- Text segment:

□ □ □

How do you know where to start with maintenance skills training? For many of us, that’s the million-dollar question. That training is needed is usually self-evident. But what kind of training, in which areas, and how much training are questions not easily answered. That’s what a needs assessment is about.

In the beginning
The first step in a needs assessment is to identify the problem. Then a needs assessment can determine if training will provide the answer.

As management looks at all aspects of its maintenance organization, it needs to find the answers to some basic questions:
• Will training resolve my problem?
• How much money will I save by implementing this training program?
• How much will the training cost?
• Is there a payback on this training?

Some hints at the answers to these questions can be found in a study, funded by the U.S. Department of Education with the Bureau of Census, to determine how training impacts productivity. Some of the eye-opening results were:
• Increasing an individual’s educational level by 10 percent increases productivity by 8.6 percent.
• Increasing an individual’s work hours by 10 percent increases productivity by 6.0 percent.
• Increasing capital stock by 10 percent increases productivity by 3.2 percent.

□ □ □

- Stored data:
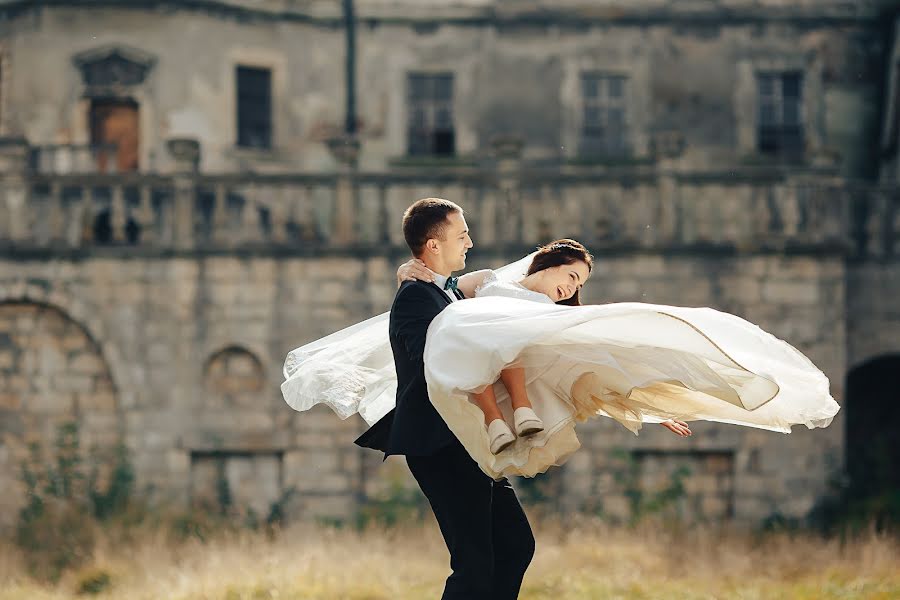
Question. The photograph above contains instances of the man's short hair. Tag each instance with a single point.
(426, 219)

□ □ □

- Required work:
1. In the text on maintenance skills training, what is the first step in a needs assessment?
2. Please reproduce the passage of the maintenance training text that begins at the words "In the beginning" and ends after "the training cost?".
3. Write the next part of the text on maintenance skills training, following on from its final sentence.

- The results:
1. The first step is to identify the problem.

2.
In the beginning
The first step in a needs assessment is to identify the problem. Then a needs assessment can determine if training will provide the answer.

As management looks at all aspects of its maintenance organization, it needs to find the answers to some basic questions:
• Will training resolve my problem?
• How much money will I save by implementing this training program?
• How much will the training cost?

3.
Of course, training alone is not sufficient. In most cases, training is only part of the real problem: the lack of an organized and disciplined maintenance process. The development and implementation of a maintenance skills training program must be part of a well-developed strategy. Skill increases that are not utilized properly will result in no changes. Once an individual is trained in a skill, he must be provided with the time and tools to perform this skill and must be held accountable for his actions.

Will training solve my problem?
To answer the question, we must look into the problem. We know from research that 70 percent of equipment failures are self-induced—that is, caused by the introduction of human error.

Not all self-induced equipment failures are maintenance related. Some will be induced by operator error, by being bumped, by vehicles or other equipment, etc.

Work orders are the best source of information to determine self-induced equipment failures. We must identify the true cause of the failures by randomly sampling the work orders of equipment breakdowns over a three-month period. The question to be answered: Was lack of skill (self-induced failure) the problem?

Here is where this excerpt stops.